== PROBLEM STATEMENT ==
Every line of the data below must be given again exactly.

[Data extracted from a collection]
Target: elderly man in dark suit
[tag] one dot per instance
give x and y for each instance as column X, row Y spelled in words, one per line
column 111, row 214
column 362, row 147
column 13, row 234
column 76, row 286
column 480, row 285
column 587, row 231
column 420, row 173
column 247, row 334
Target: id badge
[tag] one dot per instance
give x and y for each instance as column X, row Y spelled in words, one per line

== ANSWER ==
Target: elderly man in dark suit
[tag] one dot per instance
give x and y for each instance as column X, row Y spelled in words, one per line
column 111, row 214
column 362, row 147
column 13, row 234
column 76, row 286
column 480, row 285
column 587, row 231
column 420, row 173
column 247, row 334
Target: id badge
[tag] one dot per instance
give x and y for each instance as column X, row Y spelled in words, one per line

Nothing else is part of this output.